Parts of Glacier County are still reeling from the massive amounts of snow that have fallen so far this season. The communities of Heart Butte, Browning, and East Glacier have been especially hard-hit, with some areas recording more than 70 inches of snow just in February.
Several storm systems in recent days have also caused severe blowing and drifting snow, leaving drifts of more than six feet in their week.
In a press release on Tuesday, February 27th, the Blackfeet Nation said that it declared a state of emergency on January 4th due to the severe weather and accumulation of snow within the Blackfeet Reservation. The declaration remains in effect.
On February 19th, an Incident Command Post - led by Robert DesRosier - was established at Tribal headquarters to communicate, coordinate, and control all emergency situations during the ongoing incident.
Blackfeet officials say that the goals of the emergency declaration and the creation of the Incident Command Post are: elders and medical needs are priority for services; roads and plowing; human and first-responder safety.
The press release states that the Incident Command team has coordinated with state officials, the Bureau of Indian Affairs, Federal Emergency Management Agency, Blackfeet Housing, the Salvation Army, church volunteers, independent contractors, and the general public to reach all objectives.
The agency is posting regular updates on the Blackfeet Tribal Business Council Facebook page.
DesRosier said in the press that a a news report on Monday reported false information about the tribe turning an offer of assistance from the state. DesRosier said that this is not and never will be the stance of the Blackfeet Tribal Business Council.

_ _ _ _

EXERCISE SET =
[a] Copy the snow emergency article from "On February 19th, an" to "and first-responder safety.".
[b] Which communities does the snow emergency article name as especially hard-hit?

[Point localization data]

_ _ _ _

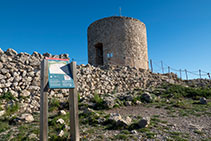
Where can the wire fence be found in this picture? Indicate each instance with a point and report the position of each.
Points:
(161, 67)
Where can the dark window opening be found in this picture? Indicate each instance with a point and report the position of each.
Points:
(99, 54)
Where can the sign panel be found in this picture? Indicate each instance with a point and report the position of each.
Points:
(59, 74)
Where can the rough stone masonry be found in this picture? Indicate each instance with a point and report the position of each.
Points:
(118, 40)
(20, 75)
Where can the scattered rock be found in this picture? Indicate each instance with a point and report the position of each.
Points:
(25, 93)
(61, 121)
(118, 121)
(61, 133)
(144, 122)
(33, 136)
(1, 51)
(109, 102)
(62, 112)
(27, 117)
(2, 113)
(134, 132)
(203, 100)
(146, 97)
(11, 52)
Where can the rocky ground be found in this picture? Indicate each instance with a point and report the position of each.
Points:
(115, 103)
(172, 112)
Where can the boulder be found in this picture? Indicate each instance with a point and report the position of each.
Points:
(146, 97)
(11, 52)
(203, 100)
(27, 117)
(117, 120)
(1, 51)
(60, 121)
(144, 122)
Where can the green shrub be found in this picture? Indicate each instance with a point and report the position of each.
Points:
(12, 109)
(178, 91)
(54, 104)
(7, 96)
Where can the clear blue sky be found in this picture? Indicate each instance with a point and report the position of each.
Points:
(178, 31)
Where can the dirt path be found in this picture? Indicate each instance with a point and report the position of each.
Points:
(194, 127)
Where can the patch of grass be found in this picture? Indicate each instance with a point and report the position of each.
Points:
(7, 96)
(11, 109)
(198, 132)
(99, 104)
(4, 126)
(121, 137)
(125, 132)
(54, 104)
(150, 135)
(178, 91)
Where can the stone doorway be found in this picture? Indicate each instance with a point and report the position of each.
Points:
(99, 54)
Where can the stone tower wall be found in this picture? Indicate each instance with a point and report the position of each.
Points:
(123, 37)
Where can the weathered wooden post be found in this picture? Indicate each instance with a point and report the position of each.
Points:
(180, 71)
(73, 106)
(186, 74)
(151, 65)
(169, 69)
(199, 73)
(56, 73)
(44, 101)
(162, 67)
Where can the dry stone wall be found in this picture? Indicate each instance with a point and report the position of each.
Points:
(20, 75)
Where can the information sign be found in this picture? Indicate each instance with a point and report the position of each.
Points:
(59, 74)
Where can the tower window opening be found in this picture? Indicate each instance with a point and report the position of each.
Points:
(99, 54)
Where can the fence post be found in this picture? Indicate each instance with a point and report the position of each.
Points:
(200, 73)
(162, 66)
(151, 65)
(208, 75)
(73, 106)
(186, 74)
(180, 73)
(169, 69)
(44, 101)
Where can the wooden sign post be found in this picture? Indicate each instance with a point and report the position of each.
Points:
(44, 101)
(73, 106)
(58, 74)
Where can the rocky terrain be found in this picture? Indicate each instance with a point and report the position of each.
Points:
(115, 103)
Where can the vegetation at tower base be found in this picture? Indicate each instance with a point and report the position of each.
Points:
(115, 103)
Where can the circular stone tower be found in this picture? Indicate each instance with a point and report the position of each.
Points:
(118, 40)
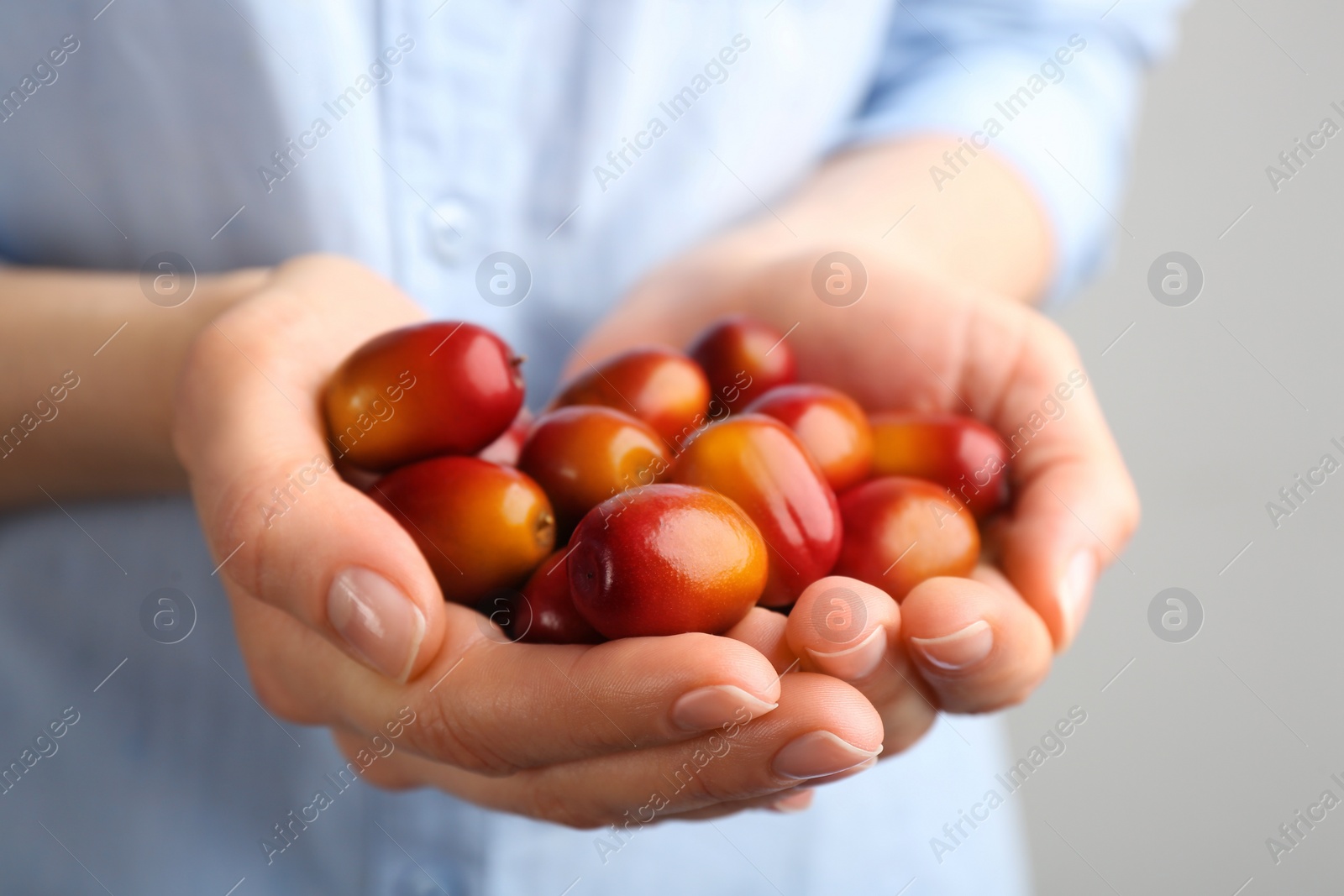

_ _ _ _

ANSWERS TO THE TASKS =
[a]
On February 19th, an Incident Command Post - led by Robert DesRosier - was established at Tribal headquarters to communicate, coordinate, and control all emergency situations during the ongoing incident.
Blackfeet officials say that the goals of the emergency declaration and the creation of the Incident Command Post are: elders and medical needs are priority for services; roads and plowing; human and first-responder safety.

[b] Heart Butte, Browning, East Glacier